No hay aquí una voluntad de simular que no se sabe, por el contrario, se supone que ese disfrute que experimenta la esposa de Hoss (personaje a cargo de Sandra Hüller, protagonista también de Anatomía de una caída) se sustenta en la confirmación que a pocos metros están asesinando judíos, que ese humo corresponde a los crematorios, que los gritos y los disparos suenan muy cerca pero no alteran la armonía de ese estanque, el encanto de sus hijxs jugando, el detalle de lo que ella define como un “entorno vital”. La muerte de los otros es la condición de esa voluptuosidad de la naturaleza que ella defiende. En ese lugar Néstor Perlonger se hubiera agotado de decir: “hay cadáveres”.

────────────────────────────────────────

**Detalles del ejercicio**: Devuelve el fragmento íntegro, sin modificar ni una sola palabra ni un signo. Los registros no hacen falta para resolver este ejercicio.

────────────────────────────────────────

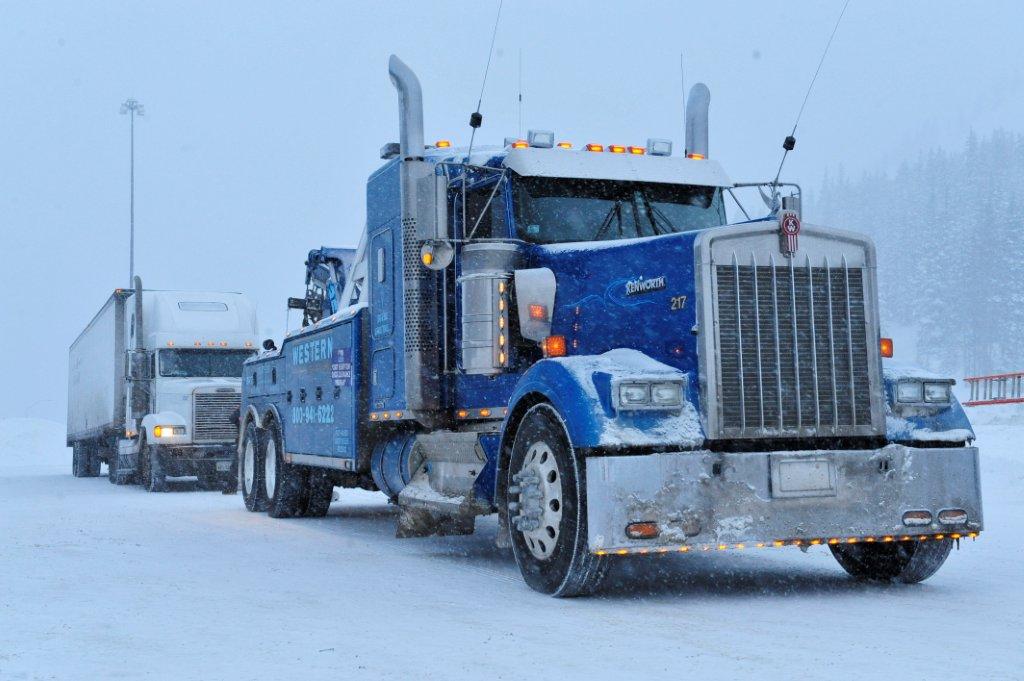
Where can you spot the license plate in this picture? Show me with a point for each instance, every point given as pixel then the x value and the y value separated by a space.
pixel 803 477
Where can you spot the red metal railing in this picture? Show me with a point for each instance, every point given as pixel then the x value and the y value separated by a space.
pixel 995 389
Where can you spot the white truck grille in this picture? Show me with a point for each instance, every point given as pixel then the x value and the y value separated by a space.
pixel 794 353
pixel 215 417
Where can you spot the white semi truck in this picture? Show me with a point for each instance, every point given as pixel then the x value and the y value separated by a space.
pixel 154 387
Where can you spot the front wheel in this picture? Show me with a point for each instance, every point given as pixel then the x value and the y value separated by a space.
pixel 251 470
pixel 908 562
pixel 547 509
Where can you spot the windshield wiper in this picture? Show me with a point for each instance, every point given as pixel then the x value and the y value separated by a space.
pixel 615 209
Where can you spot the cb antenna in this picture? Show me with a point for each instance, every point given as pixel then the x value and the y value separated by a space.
pixel 791 141
pixel 475 119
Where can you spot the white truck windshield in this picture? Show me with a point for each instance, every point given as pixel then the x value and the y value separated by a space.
pixel 559 210
pixel 203 364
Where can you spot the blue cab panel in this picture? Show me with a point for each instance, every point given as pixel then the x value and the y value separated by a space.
pixel 312 386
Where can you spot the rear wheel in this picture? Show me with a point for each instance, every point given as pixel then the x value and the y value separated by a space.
pixel 908 562
pixel 84 461
pixel 547 509
pixel 285 482
pixel 251 470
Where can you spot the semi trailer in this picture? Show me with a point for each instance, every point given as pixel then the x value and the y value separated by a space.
pixel 154 387
pixel 576 339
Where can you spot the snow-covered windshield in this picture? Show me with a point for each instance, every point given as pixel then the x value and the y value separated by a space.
pixel 203 364
pixel 558 210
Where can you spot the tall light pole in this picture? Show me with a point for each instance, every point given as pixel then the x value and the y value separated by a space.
pixel 132 108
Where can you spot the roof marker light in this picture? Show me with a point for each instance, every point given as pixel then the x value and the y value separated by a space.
pixel 541 138
pixel 657 146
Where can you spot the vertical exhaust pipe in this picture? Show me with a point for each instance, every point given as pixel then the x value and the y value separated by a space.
pixel 420 222
pixel 696 122
pixel 410 109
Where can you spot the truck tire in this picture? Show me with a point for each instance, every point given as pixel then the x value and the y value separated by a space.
pixel 284 482
pixel 547 509
pixel 317 494
pixel 152 475
pixel 251 470
pixel 908 562
pixel 84 462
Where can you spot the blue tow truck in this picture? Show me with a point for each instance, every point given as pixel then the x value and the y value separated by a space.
pixel 574 339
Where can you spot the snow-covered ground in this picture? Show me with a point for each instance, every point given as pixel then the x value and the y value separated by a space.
pixel 105 582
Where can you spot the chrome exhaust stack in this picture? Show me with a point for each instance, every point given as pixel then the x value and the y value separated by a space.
pixel 696 122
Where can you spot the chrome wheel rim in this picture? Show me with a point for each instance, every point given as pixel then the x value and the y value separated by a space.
pixel 270 467
pixel 248 465
pixel 536 501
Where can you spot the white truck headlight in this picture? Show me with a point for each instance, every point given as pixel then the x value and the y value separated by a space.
pixel 936 392
pixel 168 431
pixel 667 394
pixel 910 391
pixel 634 394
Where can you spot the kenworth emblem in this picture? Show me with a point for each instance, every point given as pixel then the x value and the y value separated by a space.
pixel 788 231
pixel 641 285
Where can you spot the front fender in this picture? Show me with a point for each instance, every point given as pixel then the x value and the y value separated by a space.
pixel 580 389
pixel 934 424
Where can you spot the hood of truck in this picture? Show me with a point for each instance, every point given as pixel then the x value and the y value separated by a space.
pixel 175 394
pixel 636 294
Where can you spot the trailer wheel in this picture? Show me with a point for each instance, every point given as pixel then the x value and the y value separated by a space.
pixel 152 475
pixel 547 509
pixel 316 495
pixel 251 470
pixel 908 562
pixel 84 462
pixel 284 481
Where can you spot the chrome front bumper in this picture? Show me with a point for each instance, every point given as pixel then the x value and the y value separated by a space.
pixel 713 500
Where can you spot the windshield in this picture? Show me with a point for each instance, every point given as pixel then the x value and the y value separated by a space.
pixel 203 364
pixel 557 210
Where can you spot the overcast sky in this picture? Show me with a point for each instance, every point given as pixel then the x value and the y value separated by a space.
pixel 263 121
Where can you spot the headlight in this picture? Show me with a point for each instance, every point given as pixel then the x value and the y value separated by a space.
pixel 667 394
pixel 632 394
pixel 168 431
pixel 909 391
pixel 936 392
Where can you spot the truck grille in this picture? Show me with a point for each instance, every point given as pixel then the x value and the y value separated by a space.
pixel 215 417
pixel 793 354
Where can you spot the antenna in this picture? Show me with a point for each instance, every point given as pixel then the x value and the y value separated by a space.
pixel 475 119
pixel 682 83
pixel 520 92
pixel 791 141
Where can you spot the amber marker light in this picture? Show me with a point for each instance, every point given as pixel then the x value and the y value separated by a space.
pixel 554 346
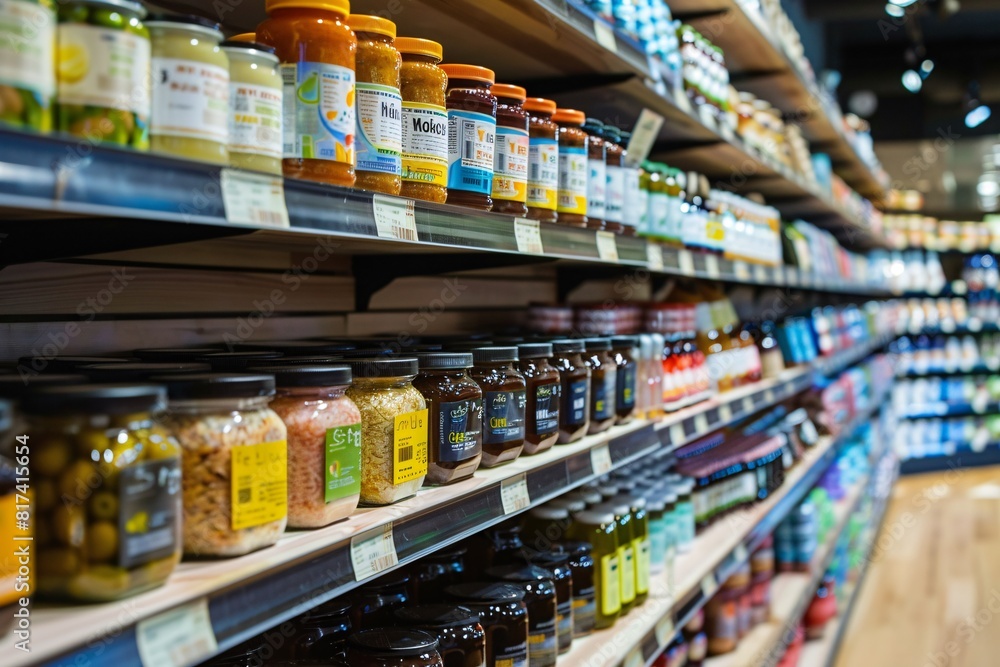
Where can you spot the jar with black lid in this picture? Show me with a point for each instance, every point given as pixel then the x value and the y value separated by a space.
pixel 455 416
pixel 542 412
pixel 575 391
pixel 504 403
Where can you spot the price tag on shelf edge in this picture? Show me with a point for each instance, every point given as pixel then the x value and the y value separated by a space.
pixel 373 552
pixel 178 637
pixel 253 199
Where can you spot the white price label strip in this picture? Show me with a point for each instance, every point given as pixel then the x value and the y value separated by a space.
pixel 373 552
pixel 177 638
pixel 254 199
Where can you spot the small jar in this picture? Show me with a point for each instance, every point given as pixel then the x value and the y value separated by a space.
pixel 394 428
pixel 542 413
pixel 378 104
pixel 510 155
pixel 100 461
pixel 255 107
pixel 190 92
pixel 234 460
pixel 455 415
pixel 424 87
pixel 603 384
pixel 573 167
pixel 575 391
pixel 504 403
pixel 472 127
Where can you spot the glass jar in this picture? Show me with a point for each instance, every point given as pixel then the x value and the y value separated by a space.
pixel 573 167
pixel 472 126
pixel 235 462
pixel 103 531
pixel 510 155
pixel 504 403
pixel 543 383
pixel 255 107
pixel 379 105
pixel 424 87
pixel 574 378
pixel 103 72
pixel 317 51
pixel 455 412
pixel 394 429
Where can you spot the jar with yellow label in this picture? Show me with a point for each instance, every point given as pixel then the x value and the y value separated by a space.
pixel 190 113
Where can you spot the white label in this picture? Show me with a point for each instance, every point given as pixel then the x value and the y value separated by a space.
pixel 177 638
pixel 254 199
pixel 373 552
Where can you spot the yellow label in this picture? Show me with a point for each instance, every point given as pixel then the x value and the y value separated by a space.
pixel 259 484
pixel 409 447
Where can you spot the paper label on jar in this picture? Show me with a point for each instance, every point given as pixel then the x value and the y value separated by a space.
pixel 543 174
pixel 190 100
pixel 319 113
pixel 255 120
pixel 425 143
pixel 103 67
pixel 259 484
pixel 471 141
pixel 460 424
pixel 380 128
pixel 510 164
pixel 409 447
pixel 342 474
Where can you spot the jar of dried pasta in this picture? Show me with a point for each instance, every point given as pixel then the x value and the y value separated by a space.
pixel 394 428
pixel 379 105
pixel 234 457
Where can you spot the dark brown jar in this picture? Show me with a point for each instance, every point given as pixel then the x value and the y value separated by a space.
pixel 455 415
pixel 573 167
pixel 543 160
pixel 542 412
pixel 461 638
pixel 510 157
pixel 504 617
pixel 603 384
pixel 472 126
pixel 574 376
pixel 504 403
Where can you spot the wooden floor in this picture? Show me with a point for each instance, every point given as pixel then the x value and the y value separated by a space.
pixel 932 594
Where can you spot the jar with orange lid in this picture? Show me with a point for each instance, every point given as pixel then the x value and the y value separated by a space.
pixel 424 87
pixel 317 51
pixel 573 167
pixel 472 126
pixel 510 157
pixel 378 105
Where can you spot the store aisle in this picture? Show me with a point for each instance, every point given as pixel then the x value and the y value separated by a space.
pixel 932 595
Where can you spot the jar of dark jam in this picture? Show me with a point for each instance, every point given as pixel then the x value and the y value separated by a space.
pixel 461 638
pixel 455 415
pixel 542 412
pixel 574 378
pixel 504 403
pixel 504 617
pixel 472 126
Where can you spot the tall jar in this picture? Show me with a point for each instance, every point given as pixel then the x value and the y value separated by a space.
pixel 255 107
pixel 542 413
pixel 455 414
pixel 472 127
pixel 394 428
pixel 424 87
pixel 504 403
pixel 379 105
pixel 235 462
pixel 317 52
pixel 97 98
pixel 510 155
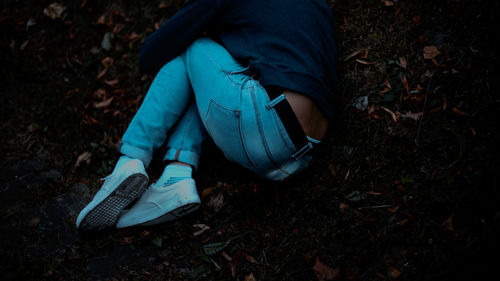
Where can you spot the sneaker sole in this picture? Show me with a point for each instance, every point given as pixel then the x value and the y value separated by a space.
pixel 174 214
pixel 106 213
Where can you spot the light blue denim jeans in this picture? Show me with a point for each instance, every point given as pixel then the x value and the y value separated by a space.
pixel 205 90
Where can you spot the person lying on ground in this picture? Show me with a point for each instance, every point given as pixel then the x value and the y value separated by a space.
pixel 258 77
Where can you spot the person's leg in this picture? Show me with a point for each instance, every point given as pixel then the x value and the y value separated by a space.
pixel 165 102
pixel 239 115
pixel 174 194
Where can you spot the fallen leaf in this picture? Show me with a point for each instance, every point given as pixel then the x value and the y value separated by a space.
pixel 216 201
pixel 54 10
pixel 448 224
pixel 343 207
pixel 361 103
pixel 370 109
pixel 214 248
pixel 126 240
pixel 387 3
pixel 106 40
pixel 84 157
pixel 459 112
pixel 107 62
pixel 393 115
pixel 324 272
pixel 207 191
pixel 394 272
pixel 101 19
pixel 347 174
pixel 364 217
pixel 157 241
pixel 402 62
pixel 393 209
pixel 248 257
pixel 355 53
pixel 402 222
pixel 226 256
pixel 24 44
pixel 112 83
pixel 414 116
pixel 431 52
pixel 103 103
pixel 250 277
pixel 203 228
pixel 331 167
pixel 365 62
pixel 102 73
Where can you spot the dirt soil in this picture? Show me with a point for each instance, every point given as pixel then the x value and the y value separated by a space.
pixel 404 187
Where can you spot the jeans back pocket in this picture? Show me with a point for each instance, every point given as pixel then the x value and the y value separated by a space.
pixel 224 126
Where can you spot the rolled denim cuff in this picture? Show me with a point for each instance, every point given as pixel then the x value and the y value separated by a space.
pixel 184 156
pixel 134 152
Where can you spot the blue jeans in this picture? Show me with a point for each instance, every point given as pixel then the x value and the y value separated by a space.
pixel 205 90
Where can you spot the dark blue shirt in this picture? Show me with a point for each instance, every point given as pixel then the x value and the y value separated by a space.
pixel 286 43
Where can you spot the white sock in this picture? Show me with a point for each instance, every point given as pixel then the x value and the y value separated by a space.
pixel 173 173
pixel 122 161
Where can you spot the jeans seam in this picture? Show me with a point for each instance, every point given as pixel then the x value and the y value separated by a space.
pixel 183 138
pixel 240 133
pixel 228 74
pixel 261 130
pixel 282 132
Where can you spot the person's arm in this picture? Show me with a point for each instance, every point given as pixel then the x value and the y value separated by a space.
pixel 174 36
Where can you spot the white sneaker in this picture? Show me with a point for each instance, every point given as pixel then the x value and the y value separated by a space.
pixel 123 186
pixel 162 204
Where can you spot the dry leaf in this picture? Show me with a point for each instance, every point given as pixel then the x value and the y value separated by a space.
pixel 324 272
pixel 107 62
pixel 84 157
pixel 54 10
pixel 393 115
pixel 365 62
pixel 448 224
pixel 459 112
pixel 101 74
pixel 226 256
pixel 207 191
pixel 250 277
pixel 394 272
pixel 431 52
pixel 331 167
pixel 387 3
pixel 354 54
pixel 414 116
pixel 402 62
pixel 103 103
pixel 343 207
pixel 370 109
pixel 203 228
pixel 112 83
pixel 248 257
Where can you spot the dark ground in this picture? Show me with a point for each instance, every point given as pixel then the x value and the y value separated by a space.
pixel 384 200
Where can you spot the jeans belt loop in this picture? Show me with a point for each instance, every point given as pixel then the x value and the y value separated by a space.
pixel 302 151
pixel 275 101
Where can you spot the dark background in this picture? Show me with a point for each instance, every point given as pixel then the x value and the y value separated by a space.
pixel 383 200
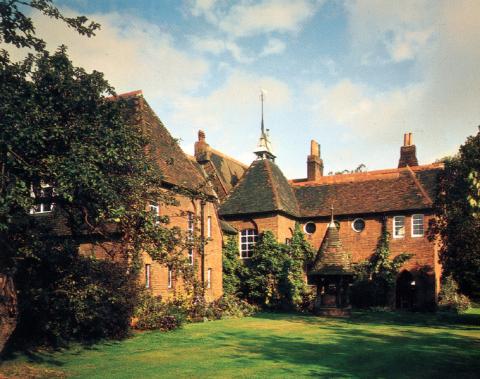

────────────────────────────────────────

**Respuesta esperada**:
No hay aquí una voluntad de simular que no se sabe, por el contrario, se supone que ese disfrute que experimenta la esposa de Hoss (personaje a cargo de Sandra Hüller, protagonista también de Anatomía de una caída) se sustenta en la confirmación que a pocos metros están asesinando judíos, que ese humo corresponde a los crematorios, que los gritos y los disparos suenan muy cerca pero no alteran la armonía de ese estanque, el encanto de sus hijxs jugando, el detalle de lo que ella define como un “entorno vital”. La muerte de los otros es la condición de esa voluptuosidad de la naturaleza que ella defiende. En ese lugar Néstor Perlonger se hubiera agotado de decir: “hay cadáveres”.